→ Aufgabendetails
Führe den Forenbeitrag über Virtualisierung mit ISPConfig unter Debian 9 im Anschluss an seinen letzten Satz weiter.

━━━ Textauszug ━━━

# Virtualisierung mit ISPConfig unter Debian 9



## Natsu (18. Sep. 2017)

Huhu Zusammen,
ich bin aktuell am überlegen, zu ISPConfig umzuziehen. Hier einige Infos:

Aktuell läuft auf dem 4 Kerner (8 Kerne via htop) mit 32 GB DDR 3 RAM Froxlor mit nginx, mysql (bzw. mariaDB), ts3 (mit ATHP Lizenz), Mailserver (postfix + dovecot), proftpd und ein Minecraftserver (4/8 GB als Zuweisung). Hoster ist Hetzner.

Problem ist, dass ich mit Froxlor nicht so arbeiten kann, wie ich es gerne möchte, nehmlich, nebst dem Angebot von TS 3 Servern und Webspace, auch vServer und vorerst Minecraftserver.

Somit dachte ich mir, weg von Froxlor und hin zu ISPConfig. Nun ist mir bekannt, dass es ein großes 3.1 Handbuch gibt, wofür sich die 5,- € sicherlich lohnen werden, es gibt auch Anleitungen (HowTo's), die ich mir angeschaut habe (u. a. HOWTOFORGE-URL-ERSETZEN/tutorial/perfect-server-debian-jessie-nginx-bind-dovecot-ispconfig-3.1/ ), jedoch bin ich mir nicht sicher, ob diese auch auf Debian 9 übertragbar sind, zudem habe ich nun folgende Fragen, die für mich zu klären sind und ein paar FAQ, was ich geplant habe:

Q: Was ist genau mein Plan, für den aktuellen Rootserver?

━━━ Einträge ━━━

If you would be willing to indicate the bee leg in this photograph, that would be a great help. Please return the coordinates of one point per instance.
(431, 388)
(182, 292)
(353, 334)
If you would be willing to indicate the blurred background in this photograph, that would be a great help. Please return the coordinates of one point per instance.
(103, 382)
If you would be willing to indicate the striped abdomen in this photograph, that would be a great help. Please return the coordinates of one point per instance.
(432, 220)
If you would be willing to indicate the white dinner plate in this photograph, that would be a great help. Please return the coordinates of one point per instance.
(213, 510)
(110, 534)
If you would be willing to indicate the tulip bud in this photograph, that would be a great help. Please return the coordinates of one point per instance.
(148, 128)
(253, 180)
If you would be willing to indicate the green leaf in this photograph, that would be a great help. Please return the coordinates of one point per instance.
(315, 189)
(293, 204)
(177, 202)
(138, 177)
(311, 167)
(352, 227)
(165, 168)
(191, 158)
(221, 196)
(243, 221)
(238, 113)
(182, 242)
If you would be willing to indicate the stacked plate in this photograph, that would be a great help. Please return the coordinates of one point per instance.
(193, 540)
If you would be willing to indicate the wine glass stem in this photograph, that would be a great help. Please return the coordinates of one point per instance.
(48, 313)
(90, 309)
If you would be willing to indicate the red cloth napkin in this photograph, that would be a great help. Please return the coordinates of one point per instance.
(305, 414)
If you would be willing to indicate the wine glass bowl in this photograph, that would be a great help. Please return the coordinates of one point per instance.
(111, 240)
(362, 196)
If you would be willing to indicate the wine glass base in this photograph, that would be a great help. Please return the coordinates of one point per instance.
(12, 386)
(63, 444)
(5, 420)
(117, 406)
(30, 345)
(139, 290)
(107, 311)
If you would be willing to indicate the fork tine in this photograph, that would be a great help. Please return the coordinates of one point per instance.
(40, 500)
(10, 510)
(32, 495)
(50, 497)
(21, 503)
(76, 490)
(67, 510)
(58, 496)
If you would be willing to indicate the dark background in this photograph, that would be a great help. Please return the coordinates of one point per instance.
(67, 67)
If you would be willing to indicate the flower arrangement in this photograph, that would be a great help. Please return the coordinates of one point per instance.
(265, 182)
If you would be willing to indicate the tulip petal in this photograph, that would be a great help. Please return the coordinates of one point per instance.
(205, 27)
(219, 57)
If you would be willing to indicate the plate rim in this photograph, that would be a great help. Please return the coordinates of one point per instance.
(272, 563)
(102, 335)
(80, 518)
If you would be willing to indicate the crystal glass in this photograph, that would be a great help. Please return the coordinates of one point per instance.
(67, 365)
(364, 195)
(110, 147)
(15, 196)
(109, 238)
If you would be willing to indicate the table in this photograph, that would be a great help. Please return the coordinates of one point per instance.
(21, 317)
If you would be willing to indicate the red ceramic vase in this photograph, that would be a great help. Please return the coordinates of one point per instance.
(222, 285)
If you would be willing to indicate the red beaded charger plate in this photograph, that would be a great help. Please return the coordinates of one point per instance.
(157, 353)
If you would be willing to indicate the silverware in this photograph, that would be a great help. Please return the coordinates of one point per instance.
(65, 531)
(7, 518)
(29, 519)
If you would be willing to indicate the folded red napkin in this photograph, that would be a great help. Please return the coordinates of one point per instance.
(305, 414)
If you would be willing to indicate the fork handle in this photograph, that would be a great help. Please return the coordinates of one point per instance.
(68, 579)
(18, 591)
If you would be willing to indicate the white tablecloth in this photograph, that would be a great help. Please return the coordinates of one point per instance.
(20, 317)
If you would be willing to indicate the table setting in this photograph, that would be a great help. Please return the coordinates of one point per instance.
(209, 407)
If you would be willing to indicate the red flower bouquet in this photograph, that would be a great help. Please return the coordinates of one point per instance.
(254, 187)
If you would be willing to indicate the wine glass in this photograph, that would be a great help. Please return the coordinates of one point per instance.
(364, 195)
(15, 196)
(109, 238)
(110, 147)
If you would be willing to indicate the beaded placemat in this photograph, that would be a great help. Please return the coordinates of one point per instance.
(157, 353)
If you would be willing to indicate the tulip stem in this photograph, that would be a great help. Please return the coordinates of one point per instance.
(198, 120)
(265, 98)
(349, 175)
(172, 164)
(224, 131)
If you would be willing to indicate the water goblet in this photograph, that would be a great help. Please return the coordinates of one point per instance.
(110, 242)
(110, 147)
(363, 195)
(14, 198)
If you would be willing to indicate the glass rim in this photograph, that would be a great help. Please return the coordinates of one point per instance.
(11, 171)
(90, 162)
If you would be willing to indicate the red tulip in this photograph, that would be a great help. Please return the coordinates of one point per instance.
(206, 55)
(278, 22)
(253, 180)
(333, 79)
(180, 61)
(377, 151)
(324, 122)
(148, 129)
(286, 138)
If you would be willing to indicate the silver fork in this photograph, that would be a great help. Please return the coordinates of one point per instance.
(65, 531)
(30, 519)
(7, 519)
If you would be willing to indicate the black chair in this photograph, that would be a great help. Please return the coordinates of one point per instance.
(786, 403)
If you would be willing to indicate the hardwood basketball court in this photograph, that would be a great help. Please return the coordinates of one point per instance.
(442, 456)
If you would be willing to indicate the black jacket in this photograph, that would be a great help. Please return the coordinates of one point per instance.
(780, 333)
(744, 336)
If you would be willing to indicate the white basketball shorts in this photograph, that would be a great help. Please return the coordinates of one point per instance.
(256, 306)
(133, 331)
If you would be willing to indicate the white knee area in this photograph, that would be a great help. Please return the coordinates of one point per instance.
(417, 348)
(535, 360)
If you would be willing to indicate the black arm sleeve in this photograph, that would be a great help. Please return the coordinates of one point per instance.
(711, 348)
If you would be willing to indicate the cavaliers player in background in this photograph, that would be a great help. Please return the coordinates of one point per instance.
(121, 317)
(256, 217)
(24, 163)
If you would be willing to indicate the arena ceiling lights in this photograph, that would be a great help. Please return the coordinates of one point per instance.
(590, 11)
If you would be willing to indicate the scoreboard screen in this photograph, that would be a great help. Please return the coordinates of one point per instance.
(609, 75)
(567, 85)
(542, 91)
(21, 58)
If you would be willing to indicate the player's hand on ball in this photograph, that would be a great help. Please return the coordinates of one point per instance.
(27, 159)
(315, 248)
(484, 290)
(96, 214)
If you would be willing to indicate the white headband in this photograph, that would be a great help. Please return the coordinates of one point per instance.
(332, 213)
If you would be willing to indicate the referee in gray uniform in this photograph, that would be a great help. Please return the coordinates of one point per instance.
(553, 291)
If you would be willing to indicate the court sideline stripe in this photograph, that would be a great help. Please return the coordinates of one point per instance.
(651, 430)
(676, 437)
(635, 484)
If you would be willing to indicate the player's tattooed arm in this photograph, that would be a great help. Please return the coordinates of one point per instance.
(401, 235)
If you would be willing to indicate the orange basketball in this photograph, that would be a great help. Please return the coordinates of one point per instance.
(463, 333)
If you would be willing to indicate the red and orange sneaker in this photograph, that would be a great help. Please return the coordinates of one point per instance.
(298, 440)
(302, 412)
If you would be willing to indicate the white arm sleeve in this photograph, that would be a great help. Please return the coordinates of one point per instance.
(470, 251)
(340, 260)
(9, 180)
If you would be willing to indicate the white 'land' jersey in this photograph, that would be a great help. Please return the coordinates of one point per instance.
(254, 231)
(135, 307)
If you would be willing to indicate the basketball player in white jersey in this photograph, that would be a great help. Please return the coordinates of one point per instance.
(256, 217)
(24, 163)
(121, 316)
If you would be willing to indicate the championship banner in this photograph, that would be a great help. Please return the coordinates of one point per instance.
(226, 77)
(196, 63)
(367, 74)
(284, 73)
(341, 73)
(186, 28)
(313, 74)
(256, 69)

━━━

→ Antwort
A: Dieser soll in vServer unterteilt werden, wobei der Datenbankserver (MySql bzw. MariaDB) direkt neben ISPConfig laufen soll und die vServer-Instanzen darauf zugreifen sollen (dies sollte intern möglich sein, andernfalls über die statisch zugewiesene IP in der Netzwerkkonfiguration).

VServer 1 & 2 sind für den Webhostingbereich geplant, benötigen also Zugriff auf den Datenbankserver, wie auch zu einem Mail- und FTP-Server (was nicht das Problem ist, da ich hier postfix und dovecot, sowie proftpd bevorzuge, es gehen aber auch Alternativen) und auch einen Webserver. Nun kann man dem Kunden ja nicht einfach nginx aufzwingen, gerade wegen dieser .htaccess Sache ^^ - also benötige ich entweder vServer 1 & 2 um getrennt nginx/Apache 2 anbieten zu können oder über die Variante mit dem nginx-proxy (noch nicht eingelesen, was dann Pflicht wäre). PHP-Versionen sollen dann von PHP 5 bis PHP 7.1 reichen, aber das ist wohl das geringere Problem.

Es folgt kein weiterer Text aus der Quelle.